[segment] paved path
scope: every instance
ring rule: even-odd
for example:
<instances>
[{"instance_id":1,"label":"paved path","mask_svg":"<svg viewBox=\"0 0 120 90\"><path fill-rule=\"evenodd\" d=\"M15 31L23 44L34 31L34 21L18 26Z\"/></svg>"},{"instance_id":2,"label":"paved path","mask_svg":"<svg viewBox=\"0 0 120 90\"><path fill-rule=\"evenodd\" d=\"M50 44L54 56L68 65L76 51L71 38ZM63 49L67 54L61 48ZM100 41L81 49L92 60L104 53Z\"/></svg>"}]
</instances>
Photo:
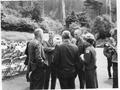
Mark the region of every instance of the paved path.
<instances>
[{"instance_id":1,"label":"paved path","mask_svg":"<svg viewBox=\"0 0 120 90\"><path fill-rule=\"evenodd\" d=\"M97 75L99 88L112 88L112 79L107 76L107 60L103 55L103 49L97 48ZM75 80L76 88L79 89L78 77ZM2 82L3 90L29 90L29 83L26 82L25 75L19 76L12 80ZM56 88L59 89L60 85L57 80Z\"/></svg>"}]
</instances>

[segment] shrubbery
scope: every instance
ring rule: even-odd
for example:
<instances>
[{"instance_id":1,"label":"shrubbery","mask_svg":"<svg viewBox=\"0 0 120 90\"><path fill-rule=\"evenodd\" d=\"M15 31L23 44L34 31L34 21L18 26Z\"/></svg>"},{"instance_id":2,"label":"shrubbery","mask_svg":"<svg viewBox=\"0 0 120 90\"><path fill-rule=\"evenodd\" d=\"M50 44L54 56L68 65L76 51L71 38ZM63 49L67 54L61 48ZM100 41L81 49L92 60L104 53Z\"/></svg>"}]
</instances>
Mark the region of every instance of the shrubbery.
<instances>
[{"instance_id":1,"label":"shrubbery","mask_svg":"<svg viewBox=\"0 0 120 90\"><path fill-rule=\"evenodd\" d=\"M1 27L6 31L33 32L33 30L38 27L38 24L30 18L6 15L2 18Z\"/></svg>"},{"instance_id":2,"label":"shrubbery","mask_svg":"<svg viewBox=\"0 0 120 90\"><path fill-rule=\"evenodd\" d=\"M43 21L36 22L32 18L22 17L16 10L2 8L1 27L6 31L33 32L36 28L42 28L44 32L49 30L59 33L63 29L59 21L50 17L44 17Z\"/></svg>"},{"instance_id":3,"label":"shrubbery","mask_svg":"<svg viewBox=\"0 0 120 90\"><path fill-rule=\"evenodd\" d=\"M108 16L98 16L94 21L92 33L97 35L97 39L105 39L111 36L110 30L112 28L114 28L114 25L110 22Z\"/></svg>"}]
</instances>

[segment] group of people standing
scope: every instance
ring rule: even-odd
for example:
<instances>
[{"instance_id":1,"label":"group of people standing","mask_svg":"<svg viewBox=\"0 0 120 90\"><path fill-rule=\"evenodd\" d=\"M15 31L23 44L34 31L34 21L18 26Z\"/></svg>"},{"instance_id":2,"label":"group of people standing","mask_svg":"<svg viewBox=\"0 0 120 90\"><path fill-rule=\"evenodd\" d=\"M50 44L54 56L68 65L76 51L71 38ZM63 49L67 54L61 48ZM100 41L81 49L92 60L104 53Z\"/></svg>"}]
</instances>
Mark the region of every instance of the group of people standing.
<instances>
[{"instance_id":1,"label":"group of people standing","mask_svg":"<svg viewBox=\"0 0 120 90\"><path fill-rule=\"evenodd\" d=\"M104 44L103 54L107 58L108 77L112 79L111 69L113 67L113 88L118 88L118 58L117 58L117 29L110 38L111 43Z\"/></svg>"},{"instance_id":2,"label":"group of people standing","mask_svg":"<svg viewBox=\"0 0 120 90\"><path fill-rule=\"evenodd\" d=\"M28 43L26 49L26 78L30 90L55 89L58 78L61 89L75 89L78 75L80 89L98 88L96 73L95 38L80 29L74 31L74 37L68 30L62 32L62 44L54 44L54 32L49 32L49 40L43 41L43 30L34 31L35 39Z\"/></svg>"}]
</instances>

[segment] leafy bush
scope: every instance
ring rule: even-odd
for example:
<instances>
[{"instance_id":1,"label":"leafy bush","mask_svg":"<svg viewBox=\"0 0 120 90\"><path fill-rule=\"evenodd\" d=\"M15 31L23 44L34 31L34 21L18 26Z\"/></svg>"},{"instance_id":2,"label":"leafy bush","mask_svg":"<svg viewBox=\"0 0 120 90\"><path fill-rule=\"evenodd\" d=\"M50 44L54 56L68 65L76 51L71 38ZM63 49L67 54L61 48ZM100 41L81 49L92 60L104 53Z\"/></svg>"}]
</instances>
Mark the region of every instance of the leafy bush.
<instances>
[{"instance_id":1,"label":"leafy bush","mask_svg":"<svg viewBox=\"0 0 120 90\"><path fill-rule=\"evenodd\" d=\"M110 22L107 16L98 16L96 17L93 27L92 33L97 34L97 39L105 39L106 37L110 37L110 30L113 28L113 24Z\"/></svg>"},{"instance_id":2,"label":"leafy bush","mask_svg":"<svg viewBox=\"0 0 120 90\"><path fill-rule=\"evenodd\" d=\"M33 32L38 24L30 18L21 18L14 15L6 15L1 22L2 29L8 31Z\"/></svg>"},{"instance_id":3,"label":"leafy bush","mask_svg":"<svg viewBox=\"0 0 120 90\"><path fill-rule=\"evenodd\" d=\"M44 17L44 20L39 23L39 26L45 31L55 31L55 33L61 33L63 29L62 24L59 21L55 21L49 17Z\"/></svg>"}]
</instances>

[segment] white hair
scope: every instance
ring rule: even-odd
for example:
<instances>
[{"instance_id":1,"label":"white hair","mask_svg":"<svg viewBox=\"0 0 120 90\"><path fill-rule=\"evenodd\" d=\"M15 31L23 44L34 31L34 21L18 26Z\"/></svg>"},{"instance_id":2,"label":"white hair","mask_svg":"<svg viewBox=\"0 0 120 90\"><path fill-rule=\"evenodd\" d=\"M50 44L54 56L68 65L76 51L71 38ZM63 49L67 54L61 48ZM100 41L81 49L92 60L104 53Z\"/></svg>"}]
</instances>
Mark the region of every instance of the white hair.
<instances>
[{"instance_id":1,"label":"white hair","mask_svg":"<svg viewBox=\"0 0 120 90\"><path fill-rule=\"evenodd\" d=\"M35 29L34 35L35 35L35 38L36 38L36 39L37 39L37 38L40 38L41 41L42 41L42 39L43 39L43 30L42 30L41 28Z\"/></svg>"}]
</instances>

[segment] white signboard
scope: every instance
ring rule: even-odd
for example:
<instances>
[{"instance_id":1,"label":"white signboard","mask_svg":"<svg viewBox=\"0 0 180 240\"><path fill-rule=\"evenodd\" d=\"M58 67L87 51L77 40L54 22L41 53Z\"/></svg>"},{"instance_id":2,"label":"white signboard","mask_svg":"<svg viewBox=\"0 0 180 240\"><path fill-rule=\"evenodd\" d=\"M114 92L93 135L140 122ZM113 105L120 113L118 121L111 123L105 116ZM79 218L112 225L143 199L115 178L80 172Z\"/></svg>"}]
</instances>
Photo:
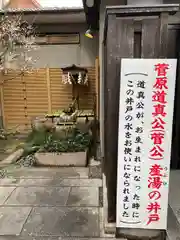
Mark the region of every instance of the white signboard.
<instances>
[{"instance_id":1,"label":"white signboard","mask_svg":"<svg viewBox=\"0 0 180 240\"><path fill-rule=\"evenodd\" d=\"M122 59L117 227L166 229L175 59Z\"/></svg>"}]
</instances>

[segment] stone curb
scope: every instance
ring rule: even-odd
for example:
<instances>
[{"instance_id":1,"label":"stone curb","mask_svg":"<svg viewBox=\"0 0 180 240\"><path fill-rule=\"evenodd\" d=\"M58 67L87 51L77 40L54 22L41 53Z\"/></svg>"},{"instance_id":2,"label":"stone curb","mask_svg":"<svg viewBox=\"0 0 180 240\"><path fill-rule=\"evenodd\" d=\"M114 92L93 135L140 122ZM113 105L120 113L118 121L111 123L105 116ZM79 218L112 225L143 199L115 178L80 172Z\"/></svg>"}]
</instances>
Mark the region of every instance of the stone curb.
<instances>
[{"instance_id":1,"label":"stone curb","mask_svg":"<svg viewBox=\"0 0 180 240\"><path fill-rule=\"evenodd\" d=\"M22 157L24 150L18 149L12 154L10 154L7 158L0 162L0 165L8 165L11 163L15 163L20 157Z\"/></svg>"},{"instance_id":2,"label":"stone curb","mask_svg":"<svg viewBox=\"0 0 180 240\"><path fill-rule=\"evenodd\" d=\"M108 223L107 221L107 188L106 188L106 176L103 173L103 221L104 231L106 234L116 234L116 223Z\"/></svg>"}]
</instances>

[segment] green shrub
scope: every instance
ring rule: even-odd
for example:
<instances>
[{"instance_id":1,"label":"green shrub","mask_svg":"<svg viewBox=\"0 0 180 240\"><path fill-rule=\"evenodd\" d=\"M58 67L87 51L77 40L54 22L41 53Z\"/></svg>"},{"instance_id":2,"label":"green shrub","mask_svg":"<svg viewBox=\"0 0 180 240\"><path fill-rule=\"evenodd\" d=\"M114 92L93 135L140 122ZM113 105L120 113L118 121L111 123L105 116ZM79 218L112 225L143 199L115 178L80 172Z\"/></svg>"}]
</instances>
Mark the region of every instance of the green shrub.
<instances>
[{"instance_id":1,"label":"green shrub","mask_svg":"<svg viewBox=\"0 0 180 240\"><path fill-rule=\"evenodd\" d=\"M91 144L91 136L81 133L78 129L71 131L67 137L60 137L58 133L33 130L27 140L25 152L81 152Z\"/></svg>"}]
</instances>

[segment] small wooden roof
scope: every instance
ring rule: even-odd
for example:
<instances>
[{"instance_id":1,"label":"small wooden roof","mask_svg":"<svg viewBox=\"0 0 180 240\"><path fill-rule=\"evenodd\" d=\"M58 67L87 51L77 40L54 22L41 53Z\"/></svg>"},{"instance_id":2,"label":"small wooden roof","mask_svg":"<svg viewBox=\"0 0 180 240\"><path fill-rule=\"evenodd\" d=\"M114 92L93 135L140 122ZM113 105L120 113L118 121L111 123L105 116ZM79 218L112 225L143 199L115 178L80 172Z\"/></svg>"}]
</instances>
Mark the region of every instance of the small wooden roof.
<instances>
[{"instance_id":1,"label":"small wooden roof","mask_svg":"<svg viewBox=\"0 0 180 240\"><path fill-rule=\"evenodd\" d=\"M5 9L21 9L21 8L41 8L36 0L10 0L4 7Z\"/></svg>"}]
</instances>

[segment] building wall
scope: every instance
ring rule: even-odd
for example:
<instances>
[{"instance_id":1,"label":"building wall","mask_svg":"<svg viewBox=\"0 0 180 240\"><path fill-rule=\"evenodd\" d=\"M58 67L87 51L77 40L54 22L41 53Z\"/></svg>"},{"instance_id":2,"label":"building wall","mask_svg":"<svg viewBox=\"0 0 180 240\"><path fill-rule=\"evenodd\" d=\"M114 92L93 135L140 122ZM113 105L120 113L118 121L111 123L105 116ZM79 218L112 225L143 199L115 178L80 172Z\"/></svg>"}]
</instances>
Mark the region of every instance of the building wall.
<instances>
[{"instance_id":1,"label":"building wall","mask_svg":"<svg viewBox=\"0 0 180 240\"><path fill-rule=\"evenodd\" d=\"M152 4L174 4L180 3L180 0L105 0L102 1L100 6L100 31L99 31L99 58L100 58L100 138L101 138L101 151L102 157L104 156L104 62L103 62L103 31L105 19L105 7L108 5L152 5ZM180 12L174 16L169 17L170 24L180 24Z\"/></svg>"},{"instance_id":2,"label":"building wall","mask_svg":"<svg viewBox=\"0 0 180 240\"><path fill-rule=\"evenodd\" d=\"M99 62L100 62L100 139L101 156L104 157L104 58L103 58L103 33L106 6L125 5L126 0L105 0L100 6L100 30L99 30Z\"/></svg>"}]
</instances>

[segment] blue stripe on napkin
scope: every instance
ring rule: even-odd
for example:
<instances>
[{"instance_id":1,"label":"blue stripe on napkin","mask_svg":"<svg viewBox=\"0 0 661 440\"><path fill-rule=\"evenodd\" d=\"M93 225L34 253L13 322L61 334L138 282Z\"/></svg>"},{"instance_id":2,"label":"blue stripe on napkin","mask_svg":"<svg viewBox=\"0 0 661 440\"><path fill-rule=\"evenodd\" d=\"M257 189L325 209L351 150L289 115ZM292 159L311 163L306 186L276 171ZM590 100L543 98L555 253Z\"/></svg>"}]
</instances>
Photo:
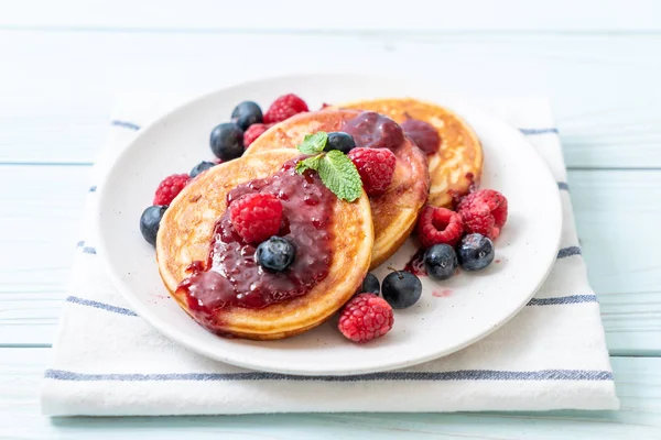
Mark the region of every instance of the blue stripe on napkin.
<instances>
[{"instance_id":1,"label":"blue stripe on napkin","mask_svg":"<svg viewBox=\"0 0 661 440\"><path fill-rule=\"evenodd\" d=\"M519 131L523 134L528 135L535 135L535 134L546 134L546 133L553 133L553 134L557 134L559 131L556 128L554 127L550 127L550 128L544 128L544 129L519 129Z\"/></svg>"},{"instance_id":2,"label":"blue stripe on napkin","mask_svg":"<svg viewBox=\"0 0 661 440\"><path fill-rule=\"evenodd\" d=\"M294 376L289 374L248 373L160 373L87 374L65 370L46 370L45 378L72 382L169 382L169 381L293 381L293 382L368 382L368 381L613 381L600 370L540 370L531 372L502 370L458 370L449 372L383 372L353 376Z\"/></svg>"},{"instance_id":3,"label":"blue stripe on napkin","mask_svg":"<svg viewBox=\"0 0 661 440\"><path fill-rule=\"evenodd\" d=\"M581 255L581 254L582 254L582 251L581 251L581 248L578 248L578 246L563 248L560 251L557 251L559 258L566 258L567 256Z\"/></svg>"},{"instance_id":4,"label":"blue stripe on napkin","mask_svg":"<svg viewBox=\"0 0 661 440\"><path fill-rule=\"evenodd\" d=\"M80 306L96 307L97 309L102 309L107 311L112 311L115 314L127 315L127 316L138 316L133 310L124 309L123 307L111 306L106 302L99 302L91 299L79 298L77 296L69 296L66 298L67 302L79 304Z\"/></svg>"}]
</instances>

————————

Polecenie:
Odszukaj w powyższych wierszach każdą linię zawierającą ciąg „roof” i przepisz ją w całości. Wielkość liter ma znaczenie.

Odpowiedź do zadania:
[segment] small wooden roof
[{"instance_id":1,"label":"small wooden roof","mask_svg":"<svg viewBox=\"0 0 180 240\"><path fill-rule=\"evenodd\" d=\"M58 67L87 51L77 40L54 22L41 53Z\"/></svg>"},{"instance_id":2,"label":"small wooden roof","mask_svg":"<svg viewBox=\"0 0 180 240\"><path fill-rule=\"evenodd\" d=\"M114 92L93 135L140 122ZM113 105L120 113L118 121L111 123L105 116ZM79 218L112 225L143 199L115 178L80 172Z\"/></svg>"}]
Mark the region of every instance of the small wooden roof.
[{"instance_id":1,"label":"small wooden roof","mask_svg":"<svg viewBox=\"0 0 180 240\"><path fill-rule=\"evenodd\" d=\"M5 9L21 9L21 8L41 8L36 0L10 0L4 7Z\"/></svg>"}]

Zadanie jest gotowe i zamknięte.